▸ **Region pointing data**
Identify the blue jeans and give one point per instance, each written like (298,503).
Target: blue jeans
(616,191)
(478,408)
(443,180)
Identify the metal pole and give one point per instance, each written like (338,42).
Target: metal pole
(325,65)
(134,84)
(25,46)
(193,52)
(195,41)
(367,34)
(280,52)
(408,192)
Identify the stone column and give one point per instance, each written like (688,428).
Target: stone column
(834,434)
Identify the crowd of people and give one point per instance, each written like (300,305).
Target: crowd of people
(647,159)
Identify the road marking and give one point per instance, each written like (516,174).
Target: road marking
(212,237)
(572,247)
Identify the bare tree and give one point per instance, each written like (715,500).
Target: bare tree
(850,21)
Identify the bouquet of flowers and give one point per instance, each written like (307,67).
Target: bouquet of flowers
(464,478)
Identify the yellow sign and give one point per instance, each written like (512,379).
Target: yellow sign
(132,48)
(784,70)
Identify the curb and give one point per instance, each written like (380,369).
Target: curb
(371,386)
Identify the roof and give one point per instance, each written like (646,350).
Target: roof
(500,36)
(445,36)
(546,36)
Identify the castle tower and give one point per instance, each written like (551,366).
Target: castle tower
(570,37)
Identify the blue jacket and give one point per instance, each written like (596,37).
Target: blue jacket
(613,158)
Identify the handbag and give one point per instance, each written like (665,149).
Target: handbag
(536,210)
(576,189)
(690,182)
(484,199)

▸ **Task item**
Word for word, reproduce every record shown above.

▸ **Response for this exercise**
Identify the blue jeans and give one point per instance, each written like (298,503).
Target: blue jeans
(616,191)
(478,408)
(443,180)
Identify the metal pole and give one point per instance, each written like (338,42).
Target: metal pole
(325,65)
(134,84)
(25,46)
(193,52)
(195,41)
(367,34)
(280,52)
(408,192)
Identify the stone column and give one point per instance, each written like (688,428).
Target: stone column
(834,434)
Identify the crowd of people and give one point per instance, each written like (300,305).
Target: crowd of people
(647,159)
Identify the road marking and give one point per instance, each written like (516,174).
Target: road marking
(212,237)
(572,247)
Identify the bare tree and give one point per instance, each written like (715,500).
Target: bare tree
(850,21)
Identify the bouquet of flowers and give one point per instance, each written like (307,67).
Target: bouquet of flowers
(464,478)
Identify the yellow sign and give one point per instance, each written like (512,379).
Target: yellow sign
(132,48)
(784,70)
Identify the curb and give one point per instance, each written like (380,369).
Target: curb
(371,386)
Identify the roof and give one point per instance, each written like (646,350).
Target: roof
(500,36)
(445,36)
(546,36)
Identify the castle tower and give one point per instance, each written like (551,366).
Target: castle tower
(570,37)
Identify the blue jacket and give one point per instance, each written like (596,37).
Target: blue jacket
(613,158)
Identify the handbag and give one point per instance, each written like (665,149).
Target: handbag
(536,210)
(576,189)
(690,182)
(484,199)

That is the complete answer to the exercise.